| Task prompt |
The entries below contain a stretch that opens with the line containing "Target: stone base" and closes with the line containing "Tag the white car"; set down that stretch exactly, both ends included, and nothing else.

| Supplied information |
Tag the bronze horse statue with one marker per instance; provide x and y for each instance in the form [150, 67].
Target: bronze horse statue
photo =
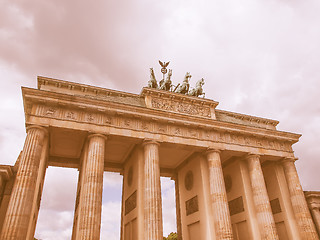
[197, 91]
[184, 87]
[152, 83]
[166, 84]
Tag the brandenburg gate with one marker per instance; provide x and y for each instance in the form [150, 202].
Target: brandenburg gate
[235, 175]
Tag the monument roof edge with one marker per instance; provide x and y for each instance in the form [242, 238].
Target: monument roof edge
[63, 83]
[156, 92]
[246, 116]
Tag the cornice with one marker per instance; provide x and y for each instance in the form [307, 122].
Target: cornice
[177, 96]
[114, 108]
[62, 84]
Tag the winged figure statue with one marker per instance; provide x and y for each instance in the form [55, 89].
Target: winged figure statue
[164, 64]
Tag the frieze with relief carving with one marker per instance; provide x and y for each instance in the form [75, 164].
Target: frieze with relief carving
[154, 126]
[181, 107]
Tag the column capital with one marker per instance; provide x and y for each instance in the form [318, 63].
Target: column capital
[289, 159]
[211, 150]
[43, 128]
[251, 155]
[91, 135]
[150, 141]
[314, 206]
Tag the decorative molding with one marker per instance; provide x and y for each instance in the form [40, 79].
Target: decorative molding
[181, 107]
[169, 128]
[192, 205]
[236, 206]
[131, 203]
[275, 206]
[228, 183]
[188, 180]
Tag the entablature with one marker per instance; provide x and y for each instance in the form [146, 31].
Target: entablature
[50, 108]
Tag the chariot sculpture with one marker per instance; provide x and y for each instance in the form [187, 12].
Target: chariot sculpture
[166, 83]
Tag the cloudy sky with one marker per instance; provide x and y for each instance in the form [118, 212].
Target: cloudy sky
[258, 57]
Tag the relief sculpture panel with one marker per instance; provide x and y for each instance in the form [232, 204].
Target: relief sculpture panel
[168, 128]
[180, 107]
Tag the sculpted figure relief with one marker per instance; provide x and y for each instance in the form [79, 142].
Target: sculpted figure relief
[184, 87]
[197, 91]
[166, 84]
[152, 82]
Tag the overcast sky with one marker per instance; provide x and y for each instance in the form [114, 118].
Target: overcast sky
[258, 57]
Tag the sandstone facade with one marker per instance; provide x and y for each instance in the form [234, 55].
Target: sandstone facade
[235, 174]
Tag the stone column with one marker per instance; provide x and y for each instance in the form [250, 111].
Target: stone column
[91, 194]
[218, 194]
[22, 197]
[178, 212]
[261, 200]
[152, 192]
[315, 210]
[299, 203]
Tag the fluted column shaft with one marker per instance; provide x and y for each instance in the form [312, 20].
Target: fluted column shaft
[299, 203]
[261, 200]
[91, 194]
[219, 201]
[315, 210]
[20, 206]
[152, 192]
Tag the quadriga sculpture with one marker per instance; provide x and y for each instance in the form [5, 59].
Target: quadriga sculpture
[197, 91]
[166, 84]
[152, 83]
[184, 87]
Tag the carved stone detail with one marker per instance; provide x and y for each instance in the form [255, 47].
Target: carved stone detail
[275, 206]
[180, 107]
[236, 206]
[169, 128]
[130, 176]
[188, 180]
[192, 205]
[131, 203]
[228, 183]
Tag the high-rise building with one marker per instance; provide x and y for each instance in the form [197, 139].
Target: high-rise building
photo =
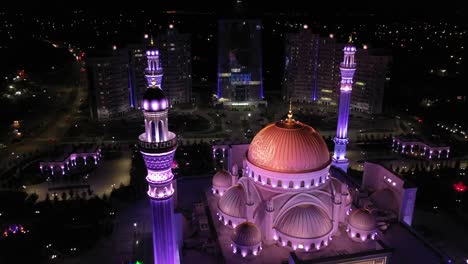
[137, 66]
[175, 58]
[240, 79]
[347, 69]
[312, 75]
[108, 82]
[158, 145]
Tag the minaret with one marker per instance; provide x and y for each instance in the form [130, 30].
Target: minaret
[347, 69]
[158, 146]
[153, 72]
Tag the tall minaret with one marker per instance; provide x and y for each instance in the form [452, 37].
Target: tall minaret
[158, 146]
[153, 72]
[347, 69]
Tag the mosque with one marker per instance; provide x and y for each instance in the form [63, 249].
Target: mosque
[285, 198]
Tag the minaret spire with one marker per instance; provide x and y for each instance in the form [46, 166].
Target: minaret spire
[290, 111]
[158, 146]
[154, 71]
[347, 69]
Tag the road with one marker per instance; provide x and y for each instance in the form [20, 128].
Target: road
[57, 124]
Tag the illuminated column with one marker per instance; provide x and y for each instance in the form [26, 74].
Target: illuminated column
[154, 71]
[347, 69]
[158, 145]
[270, 237]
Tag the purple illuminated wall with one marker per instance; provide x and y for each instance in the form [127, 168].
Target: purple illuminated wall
[164, 235]
[347, 69]
[158, 154]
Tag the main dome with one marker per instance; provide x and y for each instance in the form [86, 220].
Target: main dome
[289, 146]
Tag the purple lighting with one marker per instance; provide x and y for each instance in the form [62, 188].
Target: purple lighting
[158, 149]
[347, 68]
[154, 105]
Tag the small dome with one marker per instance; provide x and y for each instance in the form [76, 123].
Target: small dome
[362, 219]
[289, 146]
[246, 234]
[232, 203]
[154, 100]
[222, 179]
[305, 221]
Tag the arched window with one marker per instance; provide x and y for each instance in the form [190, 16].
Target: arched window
[160, 130]
[153, 131]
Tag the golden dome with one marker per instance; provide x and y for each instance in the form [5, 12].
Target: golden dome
[289, 146]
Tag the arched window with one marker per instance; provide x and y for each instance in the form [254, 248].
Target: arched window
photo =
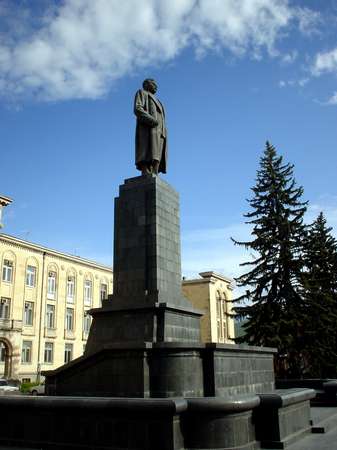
[219, 316]
[52, 282]
[88, 290]
[71, 286]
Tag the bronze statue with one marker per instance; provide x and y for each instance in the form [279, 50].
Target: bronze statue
[151, 140]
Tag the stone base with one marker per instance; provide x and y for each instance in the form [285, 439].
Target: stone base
[220, 423]
[57, 423]
[114, 323]
[165, 370]
[283, 417]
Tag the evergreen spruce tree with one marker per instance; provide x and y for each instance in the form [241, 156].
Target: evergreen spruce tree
[320, 293]
[272, 299]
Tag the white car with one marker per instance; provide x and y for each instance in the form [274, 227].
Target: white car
[5, 387]
[38, 390]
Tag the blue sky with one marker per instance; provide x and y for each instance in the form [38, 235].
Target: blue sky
[231, 73]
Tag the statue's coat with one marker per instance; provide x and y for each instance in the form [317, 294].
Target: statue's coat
[151, 139]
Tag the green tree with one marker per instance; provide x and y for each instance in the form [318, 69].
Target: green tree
[320, 294]
[272, 301]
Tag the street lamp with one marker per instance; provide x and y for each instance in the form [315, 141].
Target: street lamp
[4, 201]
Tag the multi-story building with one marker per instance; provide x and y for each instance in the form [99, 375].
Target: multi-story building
[212, 293]
[44, 299]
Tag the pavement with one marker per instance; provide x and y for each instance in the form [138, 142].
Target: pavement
[324, 419]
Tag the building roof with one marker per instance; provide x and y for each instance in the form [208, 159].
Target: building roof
[41, 249]
[207, 277]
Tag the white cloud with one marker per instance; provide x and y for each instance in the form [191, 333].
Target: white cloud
[333, 99]
[81, 48]
[325, 62]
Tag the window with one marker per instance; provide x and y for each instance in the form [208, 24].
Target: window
[50, 316]
[219, 317]
[104, 291]
[28, 313]
[5, 306]
[7, 271]
[86, 322]
[51, 285]
[48, 352]
[69, 319]
[87, 292]
[70, 289]
[2, 352]
[26, 355]
[31, 276]
[68, 353]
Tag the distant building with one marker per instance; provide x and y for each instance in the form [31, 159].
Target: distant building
[44, 299]
[212, 293]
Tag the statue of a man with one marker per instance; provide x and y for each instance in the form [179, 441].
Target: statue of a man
[151, 141]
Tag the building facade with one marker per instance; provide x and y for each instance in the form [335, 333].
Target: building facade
[44, 299]
[212, 293]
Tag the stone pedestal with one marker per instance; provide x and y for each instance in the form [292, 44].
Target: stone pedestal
[147, 304]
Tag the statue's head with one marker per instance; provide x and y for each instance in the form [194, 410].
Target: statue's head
[150, 85]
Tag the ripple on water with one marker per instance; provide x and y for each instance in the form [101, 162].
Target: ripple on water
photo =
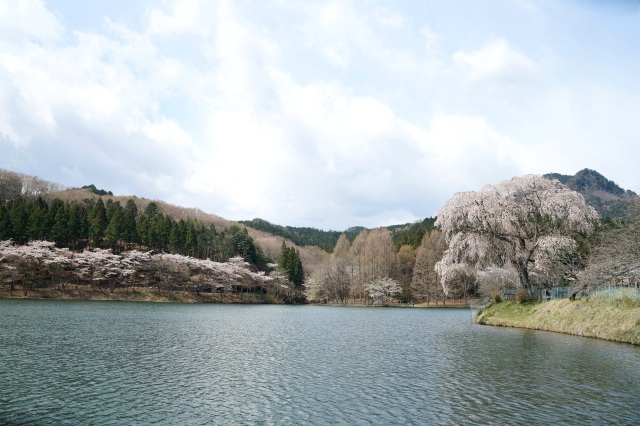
[136, 363]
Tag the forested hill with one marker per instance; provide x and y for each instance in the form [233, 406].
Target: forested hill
[303, 236]
[603, 194]
[405, 234]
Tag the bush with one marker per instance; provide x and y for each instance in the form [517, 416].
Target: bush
[522, 296]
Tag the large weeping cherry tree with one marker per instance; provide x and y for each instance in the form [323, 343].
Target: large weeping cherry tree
[525, 224]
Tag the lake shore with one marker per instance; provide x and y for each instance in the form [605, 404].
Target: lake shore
[145, 294]
[138, 294]
[615, 320]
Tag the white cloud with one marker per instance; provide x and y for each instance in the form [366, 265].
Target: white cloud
[325, 114]
[496, 60]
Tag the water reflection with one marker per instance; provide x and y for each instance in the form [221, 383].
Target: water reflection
[120, 363]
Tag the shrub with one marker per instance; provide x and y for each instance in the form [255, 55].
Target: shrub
[522, 296]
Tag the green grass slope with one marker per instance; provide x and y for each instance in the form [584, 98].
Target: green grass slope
[617, 320]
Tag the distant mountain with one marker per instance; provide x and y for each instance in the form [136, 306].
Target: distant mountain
[603, 194]
[405, 234]
[301, 236]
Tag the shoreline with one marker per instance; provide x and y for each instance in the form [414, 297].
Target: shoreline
[144, 294]
[613, 320]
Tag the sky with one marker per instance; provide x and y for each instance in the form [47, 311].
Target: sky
[326, 114]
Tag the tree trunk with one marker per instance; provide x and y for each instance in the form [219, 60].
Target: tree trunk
[523, 273]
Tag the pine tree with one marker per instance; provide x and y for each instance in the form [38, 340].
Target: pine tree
[129, 224]
[98, 223]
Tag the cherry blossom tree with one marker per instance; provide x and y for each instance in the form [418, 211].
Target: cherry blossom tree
[383, 289]
[525, 224]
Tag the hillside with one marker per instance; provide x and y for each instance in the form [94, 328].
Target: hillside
[609, 199]
[405, 234]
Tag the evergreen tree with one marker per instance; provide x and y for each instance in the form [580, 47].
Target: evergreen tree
[38, 220]
[6, 229]
[98, 223]
[290, 264]
[78, 225]
[114, 232]
[60, 230]
[129, 225]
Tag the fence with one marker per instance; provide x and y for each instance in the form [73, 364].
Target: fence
[553, 293]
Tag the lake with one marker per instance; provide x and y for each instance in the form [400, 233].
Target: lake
[117, 363]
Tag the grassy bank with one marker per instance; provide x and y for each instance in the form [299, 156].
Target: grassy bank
[617, 320]
[140, 294]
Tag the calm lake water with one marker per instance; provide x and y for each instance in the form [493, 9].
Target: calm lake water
[119, 363]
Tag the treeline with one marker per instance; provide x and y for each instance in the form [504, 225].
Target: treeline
[95, 223]
[406, 234]
[302, 236]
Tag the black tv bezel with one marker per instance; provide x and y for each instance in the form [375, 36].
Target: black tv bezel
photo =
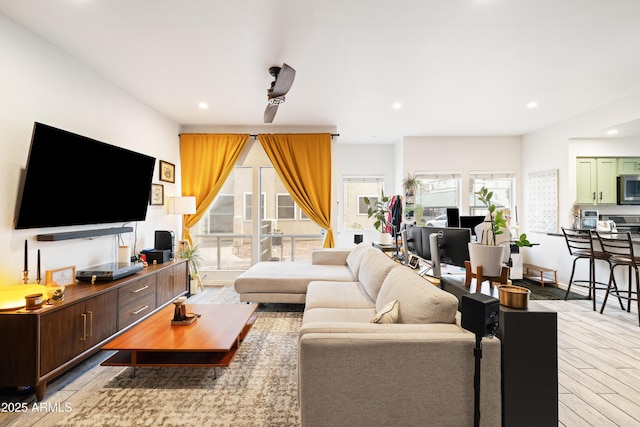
[32, 197]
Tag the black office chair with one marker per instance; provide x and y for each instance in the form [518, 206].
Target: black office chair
[619, 249]
[580, 244]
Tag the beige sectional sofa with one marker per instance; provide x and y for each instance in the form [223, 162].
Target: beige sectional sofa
[415, 369]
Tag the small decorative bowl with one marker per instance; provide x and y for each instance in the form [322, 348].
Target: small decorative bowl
[514, 296]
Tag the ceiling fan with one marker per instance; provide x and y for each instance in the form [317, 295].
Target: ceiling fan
[283, 79]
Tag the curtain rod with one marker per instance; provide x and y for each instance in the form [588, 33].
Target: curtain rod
[333, 135]
[256, 135]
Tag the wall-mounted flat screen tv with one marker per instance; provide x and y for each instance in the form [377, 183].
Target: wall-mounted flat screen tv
[74, 180]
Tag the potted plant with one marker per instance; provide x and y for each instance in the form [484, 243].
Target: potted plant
[378, 210]
[490, 252]
[194, 259]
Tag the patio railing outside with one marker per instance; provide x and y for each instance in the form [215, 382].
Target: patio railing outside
[227, 251]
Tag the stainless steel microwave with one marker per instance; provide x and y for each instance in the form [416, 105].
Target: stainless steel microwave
[629, 190]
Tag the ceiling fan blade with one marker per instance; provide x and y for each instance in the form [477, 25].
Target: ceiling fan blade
[270, 112]
[283, 81]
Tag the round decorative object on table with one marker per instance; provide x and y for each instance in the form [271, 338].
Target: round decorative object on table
[514, 296]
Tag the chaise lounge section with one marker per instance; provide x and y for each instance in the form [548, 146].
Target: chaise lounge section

| Answer to this problem |
Target: stone base
[220, 423]
[57, 423]
[114, 323]
[165, 370]
[283, 417]
Tag the evergreen spruce tree with one marker per instance; provide x and y for each instance in the form [241, 156].
Target: evergreen spruce tree
[320, 293]
[272, 299]
Tag the white car with one marker per instance; provide x and y for each instance in the form [274, 227].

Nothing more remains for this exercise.